### EXERCISE DETAILS
From the line that contains "Query: lush vegetation" through the line that contains "396, row 214.", output every line of the listing below exactly and leave out all the rest.

### RECORDED INFORMATION
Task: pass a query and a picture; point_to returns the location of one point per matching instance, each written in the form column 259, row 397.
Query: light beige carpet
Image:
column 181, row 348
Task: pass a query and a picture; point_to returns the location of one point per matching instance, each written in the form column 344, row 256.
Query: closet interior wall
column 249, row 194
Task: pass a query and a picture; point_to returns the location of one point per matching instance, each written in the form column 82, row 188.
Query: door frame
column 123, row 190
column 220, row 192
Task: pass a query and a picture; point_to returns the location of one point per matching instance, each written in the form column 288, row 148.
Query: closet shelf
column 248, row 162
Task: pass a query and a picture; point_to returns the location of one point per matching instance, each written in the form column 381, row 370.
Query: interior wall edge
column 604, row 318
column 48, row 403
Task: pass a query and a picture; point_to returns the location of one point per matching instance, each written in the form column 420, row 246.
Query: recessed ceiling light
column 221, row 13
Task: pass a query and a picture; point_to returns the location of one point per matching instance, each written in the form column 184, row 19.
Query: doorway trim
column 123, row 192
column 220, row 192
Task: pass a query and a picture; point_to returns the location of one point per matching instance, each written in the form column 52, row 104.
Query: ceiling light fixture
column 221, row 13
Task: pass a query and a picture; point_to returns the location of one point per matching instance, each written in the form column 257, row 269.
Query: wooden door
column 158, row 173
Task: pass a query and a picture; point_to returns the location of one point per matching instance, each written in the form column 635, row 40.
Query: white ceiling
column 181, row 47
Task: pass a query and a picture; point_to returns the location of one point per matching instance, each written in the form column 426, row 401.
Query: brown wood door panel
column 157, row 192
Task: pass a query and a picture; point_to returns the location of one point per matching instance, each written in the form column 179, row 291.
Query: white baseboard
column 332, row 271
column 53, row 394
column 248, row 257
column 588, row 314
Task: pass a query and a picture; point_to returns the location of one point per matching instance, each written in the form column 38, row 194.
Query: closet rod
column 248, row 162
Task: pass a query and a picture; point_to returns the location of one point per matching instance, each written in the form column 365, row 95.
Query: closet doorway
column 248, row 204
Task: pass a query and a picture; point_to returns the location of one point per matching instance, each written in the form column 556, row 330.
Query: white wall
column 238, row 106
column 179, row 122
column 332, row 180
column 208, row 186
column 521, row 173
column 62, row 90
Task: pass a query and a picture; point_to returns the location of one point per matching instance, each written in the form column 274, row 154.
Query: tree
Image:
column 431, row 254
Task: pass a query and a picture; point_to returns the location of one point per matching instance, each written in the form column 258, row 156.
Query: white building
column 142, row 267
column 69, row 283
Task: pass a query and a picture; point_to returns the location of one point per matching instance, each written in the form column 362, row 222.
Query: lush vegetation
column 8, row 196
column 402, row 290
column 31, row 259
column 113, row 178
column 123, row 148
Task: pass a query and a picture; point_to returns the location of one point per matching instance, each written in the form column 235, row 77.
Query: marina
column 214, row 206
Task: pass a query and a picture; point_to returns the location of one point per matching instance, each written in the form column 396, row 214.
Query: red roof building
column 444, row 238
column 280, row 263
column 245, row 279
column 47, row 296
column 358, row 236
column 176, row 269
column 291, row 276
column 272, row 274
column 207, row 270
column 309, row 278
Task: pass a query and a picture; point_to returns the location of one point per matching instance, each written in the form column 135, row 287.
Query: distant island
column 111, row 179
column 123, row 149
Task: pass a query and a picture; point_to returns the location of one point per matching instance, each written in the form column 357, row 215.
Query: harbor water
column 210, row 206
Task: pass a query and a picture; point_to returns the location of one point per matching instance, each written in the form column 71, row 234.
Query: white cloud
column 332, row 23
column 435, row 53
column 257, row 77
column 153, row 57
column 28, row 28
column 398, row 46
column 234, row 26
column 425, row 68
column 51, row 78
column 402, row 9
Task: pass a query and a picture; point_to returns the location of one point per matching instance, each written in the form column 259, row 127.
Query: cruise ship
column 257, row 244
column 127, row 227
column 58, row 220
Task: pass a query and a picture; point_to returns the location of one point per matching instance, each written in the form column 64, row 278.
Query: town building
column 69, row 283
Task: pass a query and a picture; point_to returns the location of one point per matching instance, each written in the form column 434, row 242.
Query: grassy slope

### RESPONSE BOX
Query: lush vegetation
column 8, row 196
column 402, row 290
column 31, row 259
column 113, row 178
column 123, row 148
Task: pass a query and a picture; point_to returns the location of one point per matching instance, each written in the form column 235, row 77.
Query: marina
column 214, row 206
Task: pass a query and a picture; point_to returns the location of one point per matching instance, each written in the form column 396, row 214.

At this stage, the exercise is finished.